*Text shown*.
* begin *

The Negotiable Instrument Act, 1881 came into force on 1st March of 1882 to provide a uniform law for governing different instruments used in place of fiat money as a matter of convenience.A new Chapter XVII was inserted into the Act on 1st April of 1989 by Section 4 of the Banking, Public Financial Institutions and Negotiable Instruments Laws (Amendment) Act, 1988, (Act 66 of 1988) due to various kinds of frauds and immoral practices that were taking place in the mercantile community. The amendment was made to preserve the sanctity of cheques’ instrumentality as an alternative payment mode. In the case of Krishna vs. Dattatraya (2008), a division bench of the Hon’ble Supreme Court observed that the object of the amendment was regulation of business, trade, commerce and industrial activities in the country and to cast strict liability on the drawers of the cheques, to cast greater vigilance in financial matters, and to safeguard the interest of the creditors by restoring their faith in the instrument of cheque which is imperative to the economic life of a developing country like India. 

It is also pertinent to note that along with cheques in contemporaneous times, electronic fund transfer has also become a frequently used mode of payment, and interestingly, as per Section 25(5) of the Payment and Settlement Systems Act, 2007, even dishonouring electronic fund transfers is also governed by provisions of Chapter XVII of the Negotiable Instrument Act, 1881, which makes it more essential to understand various legal intricacies related to Section 138 of the Negotiable Instrument Act, 1881, which was one of the major highlights of the 1988 amendment as it made the dishonouring of such instruments a criminal offence.

* end *

*Provided material*.
* begin *

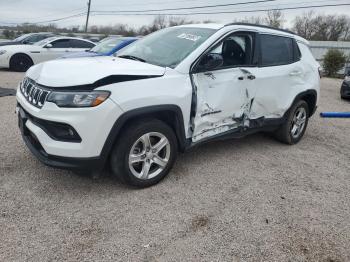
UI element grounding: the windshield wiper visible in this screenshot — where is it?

* end *

*Short problem 1*.
According to the text on the Negotiable Instrument Act, on what date did the 1881 Act come into force?
*Short problem 2*.
Translate this sentence from the text on the Negotiable Instrument Act into Spanish: "The amendment was made to preserve the sanctity of cheques’ instrumentality as an alternative payment mode."

*Exercise answer 1*.
1st March of 1882

*Exercise answer 2*.
La enmienda se hizo para preservar la santidad de la instrumentalidad de los cheques como modo de pago alternativo.